Exercise goal:
Each record that follows is to be transcribed exactly, excluding its images.

----------

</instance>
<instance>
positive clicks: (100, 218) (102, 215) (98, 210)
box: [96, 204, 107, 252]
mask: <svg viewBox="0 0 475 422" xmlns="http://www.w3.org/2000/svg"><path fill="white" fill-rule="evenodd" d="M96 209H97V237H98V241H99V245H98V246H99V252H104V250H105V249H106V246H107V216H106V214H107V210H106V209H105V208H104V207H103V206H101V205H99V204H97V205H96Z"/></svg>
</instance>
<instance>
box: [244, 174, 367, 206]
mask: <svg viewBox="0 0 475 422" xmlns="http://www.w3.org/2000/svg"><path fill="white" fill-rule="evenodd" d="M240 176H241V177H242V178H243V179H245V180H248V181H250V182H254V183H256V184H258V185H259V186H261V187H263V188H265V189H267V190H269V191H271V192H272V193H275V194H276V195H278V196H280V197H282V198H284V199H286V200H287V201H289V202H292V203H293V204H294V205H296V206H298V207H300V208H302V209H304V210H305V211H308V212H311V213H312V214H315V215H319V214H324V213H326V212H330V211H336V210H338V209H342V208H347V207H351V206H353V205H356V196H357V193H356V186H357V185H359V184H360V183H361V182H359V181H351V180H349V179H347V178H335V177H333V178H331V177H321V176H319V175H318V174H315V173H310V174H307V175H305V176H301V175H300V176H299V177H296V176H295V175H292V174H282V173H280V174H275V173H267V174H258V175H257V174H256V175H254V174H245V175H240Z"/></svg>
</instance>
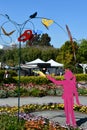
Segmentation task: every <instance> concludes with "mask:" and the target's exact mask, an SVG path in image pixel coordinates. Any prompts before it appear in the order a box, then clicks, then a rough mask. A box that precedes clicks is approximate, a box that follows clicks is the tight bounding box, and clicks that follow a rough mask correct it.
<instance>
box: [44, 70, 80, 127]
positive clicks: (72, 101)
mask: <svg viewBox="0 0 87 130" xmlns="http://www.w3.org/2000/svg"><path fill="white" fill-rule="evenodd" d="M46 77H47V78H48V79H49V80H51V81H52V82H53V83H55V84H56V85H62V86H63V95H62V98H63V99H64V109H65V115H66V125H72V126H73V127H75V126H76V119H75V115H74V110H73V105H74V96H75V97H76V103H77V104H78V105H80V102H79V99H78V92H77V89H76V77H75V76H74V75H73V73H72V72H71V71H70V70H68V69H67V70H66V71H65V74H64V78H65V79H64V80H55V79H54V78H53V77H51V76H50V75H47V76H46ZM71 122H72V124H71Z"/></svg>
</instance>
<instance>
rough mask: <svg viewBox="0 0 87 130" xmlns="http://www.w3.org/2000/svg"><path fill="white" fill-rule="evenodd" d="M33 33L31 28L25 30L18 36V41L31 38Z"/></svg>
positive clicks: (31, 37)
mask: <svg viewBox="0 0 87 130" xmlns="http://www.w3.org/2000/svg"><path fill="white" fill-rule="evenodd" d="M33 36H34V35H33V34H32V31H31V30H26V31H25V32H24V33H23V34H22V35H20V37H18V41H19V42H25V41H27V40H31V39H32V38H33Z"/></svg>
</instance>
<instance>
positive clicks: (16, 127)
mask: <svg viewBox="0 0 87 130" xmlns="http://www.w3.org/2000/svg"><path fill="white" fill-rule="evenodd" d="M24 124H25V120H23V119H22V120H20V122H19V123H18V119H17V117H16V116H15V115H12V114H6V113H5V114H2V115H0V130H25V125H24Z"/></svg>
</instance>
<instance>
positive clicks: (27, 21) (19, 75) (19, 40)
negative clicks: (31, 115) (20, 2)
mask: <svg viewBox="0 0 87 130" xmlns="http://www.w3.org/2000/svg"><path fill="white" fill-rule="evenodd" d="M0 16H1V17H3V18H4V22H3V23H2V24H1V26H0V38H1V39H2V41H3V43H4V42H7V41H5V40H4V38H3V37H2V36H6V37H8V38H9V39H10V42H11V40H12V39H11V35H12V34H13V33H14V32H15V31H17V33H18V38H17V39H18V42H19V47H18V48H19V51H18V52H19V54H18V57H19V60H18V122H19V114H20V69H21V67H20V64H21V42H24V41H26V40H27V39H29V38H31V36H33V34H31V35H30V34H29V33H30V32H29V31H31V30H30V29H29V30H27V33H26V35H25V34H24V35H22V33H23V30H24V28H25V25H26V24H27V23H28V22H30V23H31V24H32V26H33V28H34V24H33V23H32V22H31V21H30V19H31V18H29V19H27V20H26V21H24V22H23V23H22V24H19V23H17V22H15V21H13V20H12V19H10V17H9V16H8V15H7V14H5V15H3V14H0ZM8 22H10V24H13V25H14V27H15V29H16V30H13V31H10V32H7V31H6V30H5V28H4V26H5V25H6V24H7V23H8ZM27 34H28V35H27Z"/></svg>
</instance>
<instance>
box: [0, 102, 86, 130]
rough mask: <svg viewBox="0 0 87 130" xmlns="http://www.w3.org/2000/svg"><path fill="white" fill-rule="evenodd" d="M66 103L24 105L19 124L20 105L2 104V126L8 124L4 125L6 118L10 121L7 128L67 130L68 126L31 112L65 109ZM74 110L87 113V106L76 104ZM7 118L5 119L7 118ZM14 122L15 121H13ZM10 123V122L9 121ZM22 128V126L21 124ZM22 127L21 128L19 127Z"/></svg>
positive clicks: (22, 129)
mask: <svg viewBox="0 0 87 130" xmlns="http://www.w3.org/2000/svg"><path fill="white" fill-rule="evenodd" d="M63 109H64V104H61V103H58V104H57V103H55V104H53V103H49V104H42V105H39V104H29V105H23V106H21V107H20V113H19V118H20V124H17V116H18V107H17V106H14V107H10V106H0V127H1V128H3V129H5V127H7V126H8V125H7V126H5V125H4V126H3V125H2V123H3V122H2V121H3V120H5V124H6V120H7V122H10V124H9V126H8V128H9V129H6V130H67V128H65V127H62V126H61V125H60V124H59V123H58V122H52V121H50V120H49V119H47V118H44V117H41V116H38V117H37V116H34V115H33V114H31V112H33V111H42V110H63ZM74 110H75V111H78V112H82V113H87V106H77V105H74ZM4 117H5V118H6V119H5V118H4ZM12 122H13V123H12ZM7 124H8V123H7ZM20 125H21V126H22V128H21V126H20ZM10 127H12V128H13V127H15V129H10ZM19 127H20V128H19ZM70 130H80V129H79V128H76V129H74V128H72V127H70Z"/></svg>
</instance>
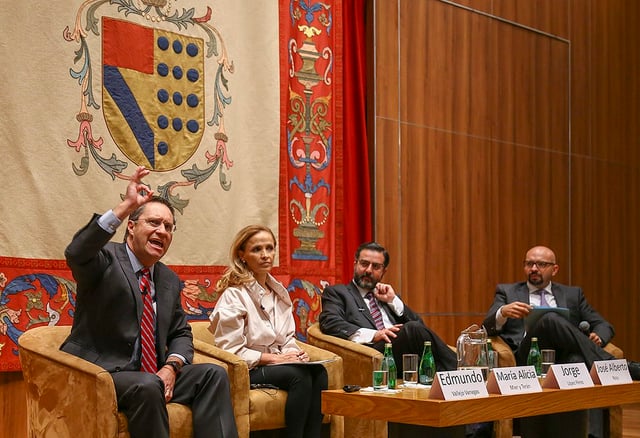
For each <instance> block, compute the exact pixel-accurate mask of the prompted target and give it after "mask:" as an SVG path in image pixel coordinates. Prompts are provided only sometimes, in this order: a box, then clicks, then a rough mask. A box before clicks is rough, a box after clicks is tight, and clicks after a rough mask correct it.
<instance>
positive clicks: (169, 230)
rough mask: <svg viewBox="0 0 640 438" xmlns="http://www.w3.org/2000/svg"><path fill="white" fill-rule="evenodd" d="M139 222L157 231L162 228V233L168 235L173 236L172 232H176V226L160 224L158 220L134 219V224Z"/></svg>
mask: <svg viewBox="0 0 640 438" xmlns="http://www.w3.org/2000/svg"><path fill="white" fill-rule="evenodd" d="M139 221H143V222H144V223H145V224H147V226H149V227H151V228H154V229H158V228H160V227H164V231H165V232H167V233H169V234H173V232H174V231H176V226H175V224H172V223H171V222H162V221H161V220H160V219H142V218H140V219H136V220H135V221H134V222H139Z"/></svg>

----------

Answer space:
</instance>
<instance>
positive clicks: (100, 218) (102, 215) (98, 210)
box: [96, 204, 107, 252]
mask: <svg viewBox="0 0 475 422" xmlns="http://www.w3.org/2000/svg"><path fill="white" fill-rule="evenodd" d="M96 209H97V237H98V241H99V245H98V246H99V252H104V250H105V249H106V246H107V216H106V214H107V210H106V209H105V208H104V207H103V206H101V205H99V204H97V205H96Z"/></svg>
</instance>
<instance>
box: [244, 174, 367, 206]
mask: <svg viewBox="0 0 475 422" xmlns="http://www.w3.org/2000/svg"><path fill="white" fill-rule="evenodd" d="M240 176H241V177H242V178H243V179H245V180H248V181H250V182H254V183H256V184H258V185H259V186H261V187H263V188H265V189H267V190H269V191H271V192H272V193H275V194H276V195H278V196H280V197H282V198H284V199H286V200H287V201H289V202H292V203H293V204H294V205H296V206H298V207H300V208H302V209H304V210H305V211H308V212H311V213H312V214H315V215H319V214H324V213H326V212H330V211H336V210H338V209H342V208H347V207H351V206H353V205H356V196H357V193H356V186H357V185H359V184H360V183H361V182H359V181H351V180H349V179H347V178H335V177H333V178H331V177H321V176H319V175H318V174H315V173H310V174H307V175H305V176H301V175H300V176H299V177H296V176H295V175H292V174H282V173H280V174H275V173H267V174H258V175H257V174H256V175H254V174H245V175H240Z"/></svg>
</instance>
Segmentation task: every <instance> concludes with "mask:" and the target's exact mask, an SVG path in image pixel coordinates. Any prompts before it appear in the order a box, then clicks, then a rough mask. A box that precedes clicks is approximate, a box that follows clicks is the tight bounding box, and clicks that follow a rough mask correct it.
<instance>
box: [44, 70, 80, 127]
positive clicks: (72, 101)
mask: <svg viewBox="0 0 87 130" xmlns="http://www.w3.org/2000/svg"><path fill="white" fill-rule="evenodd" d="M46 77H47V78H48V79H49V80H51V81H52V82H53V83H55V84H56V85H62V86H63V95H62V98H63V99H64V109H65V115H66V125H72V126H73V127H75V126H76V119H75V115H74V110H73V105H74V96H75V97H76V103H77V104H78V105H80V102H79V99H78V92H77V89H76V77H75V76H74V75H73V73H72V72H71V71H70V70H68V69H67V70H66V71H65V74H64V78H65V79H64V80H55V79H54V78H53V77H51V76H50V75H47V76H46ZM71 122H72V124H71Z"/></svg>
</instance>
<instance>
rough mask: <svg viewBox="0 0 87 130" xmlns="http://www.w3.org/2000/svg"><path fill="white" fill-rule="evenodd" d="M33 33L31 28L25 30L18 36V41L31 38Z"/></svg>
positive clicks: (31, 37)
mask: <svg viewBox="0 0 87 130" xmlns="http://www.w3.org/2000/svg"><path fill="white" fill-rule="evenodd" d="M33 36H34V35H33V34H32V31H31V30H26V31H25V32H24V33H23V34H22V35H20V37H18V41H19V42H25V41H27V40H31V39H32V38H33Z"/></svg>
</instance>
<instance>
positive clicks: (16, 127)
mask: <svg viewBox="0 0 87 130" xmlns="http://www.w3.org/2000/svg"><path fill="white" fill-rule="evenodd" d="M24 124H25V120H23V119H22V120H20V122H19V123H18V119H17V117H16V116H15V115H12V114H6V113H5V114H2V115H0V130H25V125H24Z"/></svg>
</instance>
<instance>
positive clicks: (27, 21) (19, 75) (19, 40)
negative clicks: (31, 115) (20, 2)
mask: <svg viewBox="0 0 87 130" xmlns="http://www.w3.org/2000/svg"><path fill="white" fill-rule="evenodd" d="M0 16H1V17H3V18H4V22H3V23H2V24H1V26H0V38H1V39H2V41H3V43H4V42H7V41H5V40H4V38H3V37H2V36H6V37H8V38H9V39H10V42H11V40H12V39H11V35H12V34H13V33H14V32H15V31H17V33H18V38H17V39H18V42H19V47H18V48H19V51H18V52H19V54H18V57H19V60H18V122H19V114H20V69H21V67H20V64H21V42H24V41H26V40H27V39H29V38H31V36H33V34H31V35H30V34H29V33H30V32H29V31H31V30H30V29H29V30H27V33H26V35H25V34H24V35H22V33H23V30H24V28H25V25H26V24H27V23H28V22H30V23H31V24H32V26H33V28H34V24H33V23H32V22H31V21H30V19H31V18H29V19H27V20H26V21H24V22H23V23H22V24H19V23H17V22H15V21H13V20H12V19H10V17H9V16H8V15H7V14H5V15H3V14H0ZM8 22H10V24H13V25H14V27H15V29H16V30H13V31H10V32H7V31H6V30H5V28H4V26H5V25H6V24H7V23H8ZM27 34H28V35H27Z"/></svg>
</instance>
<instance>
box: [0, 102, 86, 130]
rough mask: <svg viewBox="0 0 87 130" xmlns="http://www.w3.org/2000/svg"><path fill="white" fill-rule="evenodd" d="M66 103L24 105L19 124L20 105L2 104V126L8 124L4 125L6 118L10 121L7 128L67 130L68 126L31 112L65 109ZM74 110L87 113V106L76 104ZM7 118L5 119L7 118ZM14 122L15 121H13ZM10 123V122L9 121ZM22 128V126L21 124ZM22 127L21 128L19 127Z"/></svg>
positive clicks: (22, 129)
mask: <svg viewBox="0 0 87 130" xmlns="http://www.w3.org/2000/svg"><path fill="white" fill-rule="evenodd" d="M63 109H64V104H61V103H58V104H57V103H55V104H53V103H49V104H42V105H39V104H29V105H23V106H21V107H20V113H19V118H20V124H17V116H18V107H17V106H14V107H10V106H0V127H1V128H3V129H5V127H7V126H8V125H7V126H5V125H4V126H3V125H2V123H3V122H2V121H3V120H5V124H6V120H7V122H10V124H9V126H8V128H9V129H6V130H67V128H65V127H62V126H61V125H60V124H59V123H58V122H52V121H50V120H49V119H47V118H44V117H41V116H38V117H37V116H34V115H33V114H31V112H33V111H42V110H63ZM74 110H75V111H78V112H82V113H87V106H77V105H74ZM4 117H5V118H6V119H5V118H4ZM12 122H13V123H12ZM7 124H8V123H7ZM20 125H21V126H22V128H21V126H20ZM10 127H12V128H13V127H15V129H10ZM19 127H20V128H19ZM70 130H80V129H79V128H76V129H74V128H72V127H70Z"/></svg>
</instance>
For each <instance> block, compute the exact pixel-accurate mask of the prompted target and give it after "mask:" as an SVG path in image pixel coordinates. Prompts are provided only sometimes, in this order: a box, then clicks, then a rough mask. A box before clicks is rough, a box after clicks is tight, and clicks after a rough mask correct it.
<instance>
positive clicks: (169, 230)
rough mask: <svg viewBox="0 0 640 438" xmlns="http://www.w3.org/2000/svg"><path fill="white" fill-rule="evenodd" d="M139 222L157 231L162 228V233L168 235L173 236L172 232H176V226L160 224L158 220L134 219V224Z"/></svg>
mask: <svg viewBox="0 0 640 438" xmlns="http://www.w3.org/2000/svg"><path fill="white" fill-rule="evenodd" d="M139 221H143V222H144V223H145V224H147V226H149V227H151V228H154V229H158V228H160V227H164V231H165V232H167V233H169V234H173V232H174V231H176V226H175V224H172V223H171V222H162V221H161V220H160V219H142V218H140V219H136V220H135V221H134V222H139Z"/></svg>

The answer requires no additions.